* **RECORDS SUPPLIED**:
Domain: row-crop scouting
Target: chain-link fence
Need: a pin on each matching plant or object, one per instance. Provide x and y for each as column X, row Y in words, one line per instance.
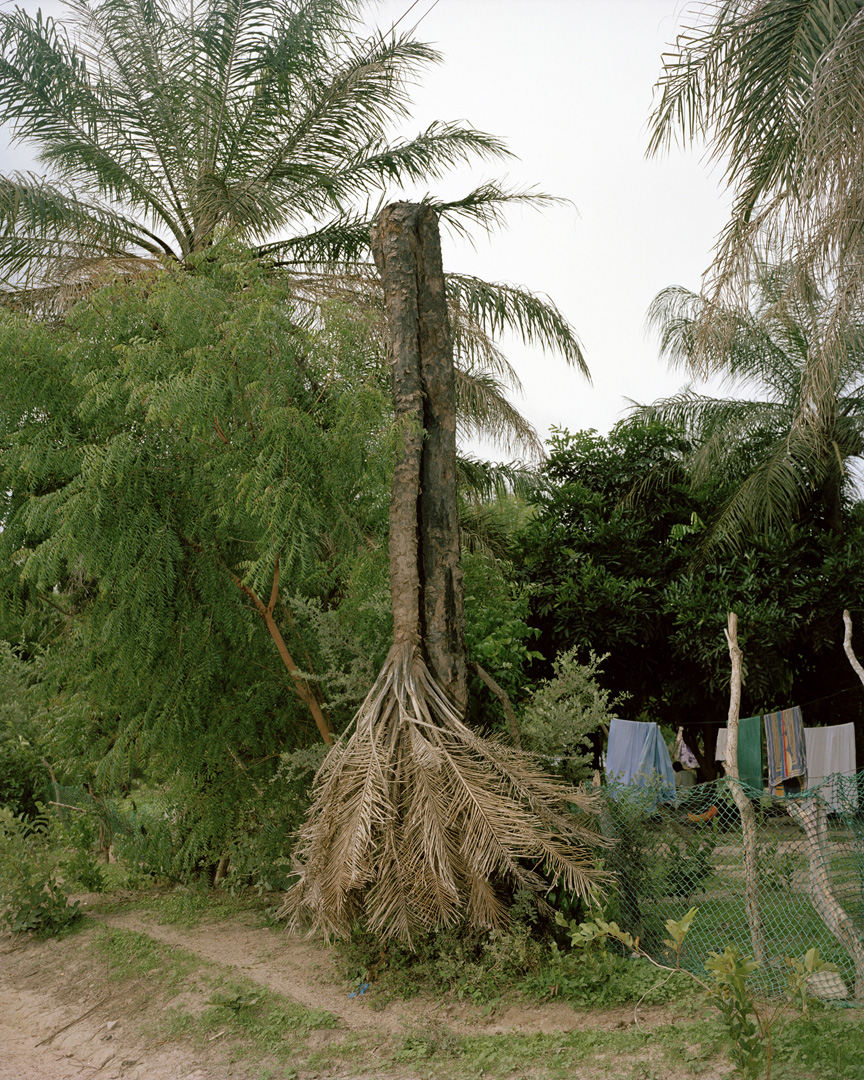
column 788, row 877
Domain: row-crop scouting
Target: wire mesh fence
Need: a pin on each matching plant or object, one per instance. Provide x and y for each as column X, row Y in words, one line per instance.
column 793, row 880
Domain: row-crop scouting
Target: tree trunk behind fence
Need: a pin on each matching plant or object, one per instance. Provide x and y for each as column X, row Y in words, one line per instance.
column 811, row 815
column 741, row 797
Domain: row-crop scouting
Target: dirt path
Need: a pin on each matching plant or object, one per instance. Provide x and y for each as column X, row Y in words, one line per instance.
column 63, row 1016
column 301, row 971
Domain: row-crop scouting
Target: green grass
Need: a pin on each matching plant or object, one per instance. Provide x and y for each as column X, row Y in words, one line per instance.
column 133, row 955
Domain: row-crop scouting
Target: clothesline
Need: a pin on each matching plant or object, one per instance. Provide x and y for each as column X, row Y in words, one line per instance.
column 806, row 704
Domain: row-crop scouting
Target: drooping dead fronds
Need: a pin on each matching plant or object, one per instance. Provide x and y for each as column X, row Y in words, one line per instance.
column 418, row 822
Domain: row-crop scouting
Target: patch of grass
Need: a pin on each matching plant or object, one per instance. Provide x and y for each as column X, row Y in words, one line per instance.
column 133, row 955
column 190, row 906
column 261, row 1024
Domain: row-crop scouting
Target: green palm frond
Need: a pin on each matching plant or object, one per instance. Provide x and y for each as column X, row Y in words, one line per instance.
column 482, row 481
column 795, row 414
column 49, row 233
column 499, row 307
column 774, row 88
column 483, row 409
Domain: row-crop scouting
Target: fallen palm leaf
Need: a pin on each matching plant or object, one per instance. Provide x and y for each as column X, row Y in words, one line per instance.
column 416, row 821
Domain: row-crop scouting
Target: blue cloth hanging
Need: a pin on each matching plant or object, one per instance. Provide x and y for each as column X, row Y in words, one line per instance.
column 636, row 755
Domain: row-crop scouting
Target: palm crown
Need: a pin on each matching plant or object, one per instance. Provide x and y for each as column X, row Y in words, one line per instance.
column 785, row 450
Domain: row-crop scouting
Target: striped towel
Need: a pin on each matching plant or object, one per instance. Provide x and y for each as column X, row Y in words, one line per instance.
column 785, row 745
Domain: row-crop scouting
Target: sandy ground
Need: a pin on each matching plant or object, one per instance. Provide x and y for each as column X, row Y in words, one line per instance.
column 62, row 1017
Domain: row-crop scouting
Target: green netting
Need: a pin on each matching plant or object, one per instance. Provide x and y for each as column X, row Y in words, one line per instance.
column 690, row 852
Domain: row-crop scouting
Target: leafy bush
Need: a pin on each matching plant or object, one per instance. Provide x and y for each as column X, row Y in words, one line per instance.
column 564, row 711
column 32, row 896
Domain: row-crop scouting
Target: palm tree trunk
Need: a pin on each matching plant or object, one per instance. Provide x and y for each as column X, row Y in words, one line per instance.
column 426, row 576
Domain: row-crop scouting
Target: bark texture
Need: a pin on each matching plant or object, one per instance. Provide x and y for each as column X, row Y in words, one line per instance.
column 741, row 797
column 811, row 813
column 426, row 578
column 848, row 647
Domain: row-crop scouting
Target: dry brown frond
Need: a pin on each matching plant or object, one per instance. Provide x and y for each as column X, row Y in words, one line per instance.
column 417, row 820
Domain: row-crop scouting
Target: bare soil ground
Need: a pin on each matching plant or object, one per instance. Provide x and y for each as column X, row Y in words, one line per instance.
column 65, row 1014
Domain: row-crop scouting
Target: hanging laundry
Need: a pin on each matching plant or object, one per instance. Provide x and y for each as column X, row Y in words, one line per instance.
column 636, row 754
column 750, row 752
column 785, row 746
column 831, row 757
column 683, row 752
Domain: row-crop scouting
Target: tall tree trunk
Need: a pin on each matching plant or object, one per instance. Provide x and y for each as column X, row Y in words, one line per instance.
column 416, row 821
column 742, row 799
column 426, row 576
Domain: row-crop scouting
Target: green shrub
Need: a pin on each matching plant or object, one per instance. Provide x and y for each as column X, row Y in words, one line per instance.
column 32, row 896
column 564, row 711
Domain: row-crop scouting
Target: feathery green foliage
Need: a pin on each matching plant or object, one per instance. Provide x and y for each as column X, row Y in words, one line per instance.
column 160, row 453
column 169, row 129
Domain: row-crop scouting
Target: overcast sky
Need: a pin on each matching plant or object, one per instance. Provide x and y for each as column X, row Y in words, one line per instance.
column 568, row 84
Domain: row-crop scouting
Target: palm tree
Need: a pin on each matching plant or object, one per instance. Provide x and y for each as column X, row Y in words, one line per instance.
column 169, row 129
column 775, row 89
column 785, row 450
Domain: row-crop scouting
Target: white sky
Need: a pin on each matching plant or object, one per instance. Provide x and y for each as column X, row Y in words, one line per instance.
column 567, row 83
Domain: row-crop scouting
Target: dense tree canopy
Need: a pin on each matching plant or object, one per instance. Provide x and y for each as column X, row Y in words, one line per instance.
column 612, row 565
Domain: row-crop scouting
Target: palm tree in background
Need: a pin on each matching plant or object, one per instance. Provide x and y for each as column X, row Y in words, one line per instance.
column 784, row 444
column 169, row 129
column 777, row 90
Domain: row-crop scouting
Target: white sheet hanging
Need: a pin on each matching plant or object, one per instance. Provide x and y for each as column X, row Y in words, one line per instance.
column 832, row 751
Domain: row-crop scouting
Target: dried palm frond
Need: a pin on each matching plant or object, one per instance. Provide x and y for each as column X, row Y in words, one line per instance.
column 418, row 822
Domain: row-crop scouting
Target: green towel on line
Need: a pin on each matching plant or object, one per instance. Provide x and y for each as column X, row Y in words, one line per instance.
column 750, row 752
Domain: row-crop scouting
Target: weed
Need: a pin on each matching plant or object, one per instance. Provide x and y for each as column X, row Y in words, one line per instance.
column 32, row 896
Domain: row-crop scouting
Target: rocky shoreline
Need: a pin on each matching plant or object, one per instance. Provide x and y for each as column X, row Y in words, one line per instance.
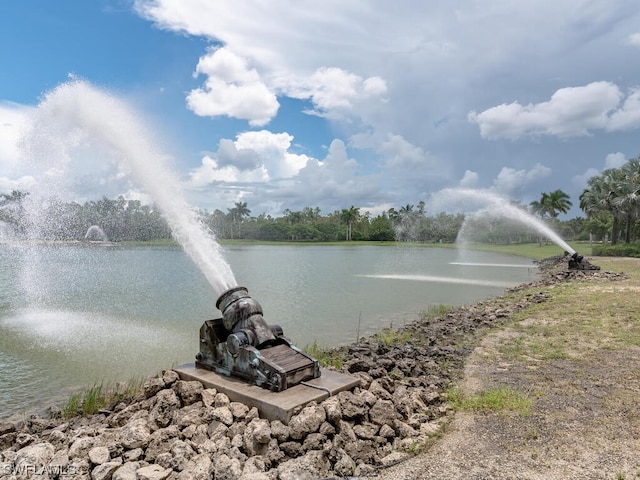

* **BRIEF**: Lay out every line of the records above as a numbered list with no blank lines, and leave the pictures out.

* **WRITTEN SOLUTION**:
1. Domain: row-crop scouting
2. Target: chain-link fence
3. Need: a pin on each matching plant or object, one per instance. Provide x and y for each as column X, row Y in words, one line per instance.
4. column 788, row 877
5. Domain: row-crop scouting
6. Target: wire mesh fence
7. Need: a pin on each matching plant or object, one per instance. Provide x and y for each as column X, row Y in words, one line per instance.
8. column 793, row 880
9. Domain: row-crop scouting
10. Target: tree trunk behind fence
11. Need: a pin on each matching plant or object, one per instance. Provide x and y for each as column X, row Y in words, one line per instance.
12. column 811, row 815
13. column 741, row 797
14. Domain: row-crop scouting
15. Target: dirt path
16. Need: a pin on each matching plant or object, one per instance. Provide x and y for each as column X, row Y in words, one line per instance.
17. column 63, row 1016
18. column 301, row 971
19. Domain: row-crop scouting
20. Target: green grass
21. Need: a pin on each matching plant or object, one per instance. Provide x and y for each as column X, row Y in words, one line per instance.
22. column 133, row 955
23. Domain: row-crop scouting
24. Target: clothesline
25. Need: a pin on each matching plant or object, one per instance. Provide x and y for each as column X, row Y in words, one line per instance.
26. column 806, row 704
27. Domain: row-crop scouting
28. Target: drooping dead fronds
29. Need: a pin on each matching plant or object, one per instance. Provide x and y for each as column X, row Y in words, one line per instance.
30. column 418, row 822
31. Domain: row-crop scouting
32. Target: patch of grass
33. Need: a pin on each matching plant or object, one per instance. Provide x and y for each as column X, row Y in words, one line per instance.
34. column 133, row 955
35. column 190, row 906
36. column 261, row 1024
37. Domain: row-crop scouting
38. Target: green palm frond
39. Need: a pin on each matching plant or object, one per instance. Provide x and y for each as column X, row Y in words, one line per instance.
40. column 482, row 481
41. column 795, row 414
42. column 49, row 233
43. column 499, row 307
44. column 774, row 88
45. column 483, row 409
46. Domain: row-crop scouting
47. Target: fallen palm leaf
48. Need: a pin on each matching plant or object, one per instance. Provide x and y for each as column X, row Y in words, one line per instance.
49. column 416, row 821
50. Domain: row-crop scouting
51. Target: blue cloth hanging
52. Need: a pin on each matching plant or object, one per instance. Provide x and y for each as column X, row Y in words, one line per instance.
53. column 636, row 755
54. Domain: row-crop scouting
55. Target: palm crown
56. Need: a pin on each matching plant or object, one per instance. Provide x and y for each as column X, row Y in words, one line per instance.
57. column 785, row 450
58. Domain: row-crop scouting
59. Target: striped towel
60. Need: a pin on each matching plant or object, one per instance. Provide x and y for each as column X, row Y in words, one line per instance.
61. column 785, row 745
62. Domain: row-crop scouting
63. Target: sandy ground
64. Need: a pin on each matching plant or object, one per instance. Provide x and y for each as column X, row Y in words, one line per instance.
65. column 62, row 1017
66. Domain: row-crop scouting
67. Target: green netting
68. Need: a pin on each matching plant or object, one per instance. Provide x and y for each as column X, row Y in words, one line per instance.
69. column 690, row 852
70. Domain: row-crop scouting
71. Target: leafy bush
72. Need: a pin on each matching plant or object, one per instance. Provide x and y for each as column X, row Y in words, one line per instance.
73. column 564, row 711
74. column 32, row 896
75. Domain: row-crop scouting
76. Target: palm tree trunk
77. Need: a pin on each matching plant or object, one per instance. Provide x and y for each as column X, row Y in words, one line per instance.
78. column 426, row 576
79. Domain: row-crop scouting
80. Target: bark texture
81. Need: a pin on each matching plant or object, one per instance. Provide x and y for each as column X, row Y in words, one line per instance.
82. column 741, row 797
83. column 811, row 813
84. column 426, row 578
85. column 848, row 647
86. Domain: row-crop scouting
87. Target: dry brown frond
88. Need: a pin on each matching plant or object, one per instance. Provide x and y for each as column X, row Y in words, one line per instance.
89. column 417, row 820
90. Domain: row-crop scouting
91. Target: bare soil ground
92. Need: a pin on each matching plant or object, one per instance. Provide x and y for each as column X, row Y in words, one line per instance.
93. column 65, row 1014
94. Domain: row-crop scouting
95. Target: hanging laundry
96. Need: a pin on each matching plant or object, one per instance. Provide x and y for each as column X, row Y in words, one line per instance.
97. column 636, row 754
98. column 750, row 752
99. column 785, row 746
100. column 831, row 757
101. column 683, row 752
102. Domain: row-crop scouting
103. Target: tall tree trunk
104. Need: a pin on each matching plant or object, one per instance. Provide x and y for each as column X, row Y in words, one line per instance.
105. column 416, row 821
106. column 742, row 799
107. column 426, row 576
108. Domain: row-crop scouting
109. Target: green shrub
110. Need: a pin on each matching plant or object, one per instance. Provide x and y for each as column X, row Y in words, one line per instance.
111. column 32, row 896
112. column 564, row 711
113. Domain: row-crop scouting
114. Target: feathery green foliage
115. Need: a pin on each matching plant or object, one per instance. Provide x and y for each as column X, row Y in words, one line per instance.
116. column 160, row 453
117. column 169, row 129
118. Domain: row-crop scouting
119. Target: overcast sky
120. Need: a pin on each matching plant or object, one per instance. Provide x and y for each as column X, row Y in words, one line per instance.
121. column 568, row 84
122. Domain: row-crop scouting
123. Target: palm tree
124. Need: a pin on each matching plant or object, one per instance. Provide x and y for each as column X, row Y in words, one line per instance.
125. column 169, row 129
126. column 775, row 89
127. column 785, row 450
128. Domain: row-crop scouting
129. Target: white sky
130. Need: a pin on each matching plant or object, one per instance. Provide x and y for each as column X, row Y in words, one line per instance.
131. column 567, row 83
132. Domain: row-crop scouting
133. Target: dense tree canopy
134. Need: a pin on each matching plant or object, one per instance. Provide x and y for each as column X, row Y in words, one line per instance.
135. column 612, row 565
136. Domain: row-crop scouting
137. Target: palm tree in background
138. Need: a pin on each matching plant or object, one per instance. Provide x and y for each as column X, row Y in words, one line per instance.
139. column 784, row 444
140. column 169, row 129
141. column 777, row 90
142. Domain: row-crop scouting
143. Target: white sheet hanging
144. Need: a pin on each matching plant or object, one per instance. Provide x and y for each as column X, row Y in words, one line per instance.
145. column 832, row 751
146. Domain: row-crop scouting
147. Target: dried palm frond
148. Need: a pin on each matching plant or object, one per instance. Provide x and y for each as column X, row Y in words, one line per instance.
149. column 418, row 822
150. Domain: row-crop scouting
151. Target: green towel on line
152. Need: a pin on each matching plant or object, one per instance. Provide x and y for each as column X, row Y in words, one line per instance.
153. column 750, row 752
154. Domain: row-crop scouting
155. Target: weed
156. Need: a pin on each matching plant or object, one per instance. Provide x and y for each as column X, row Y in words, one line per instance.
157. column 32, row 896
158. Domain: row-crop scouting
159. Target: rocky shoreline
160. Need: a pin on each matching plant or object, one per instance. Provide x and y for each as column X, row Y in words, one line per instance.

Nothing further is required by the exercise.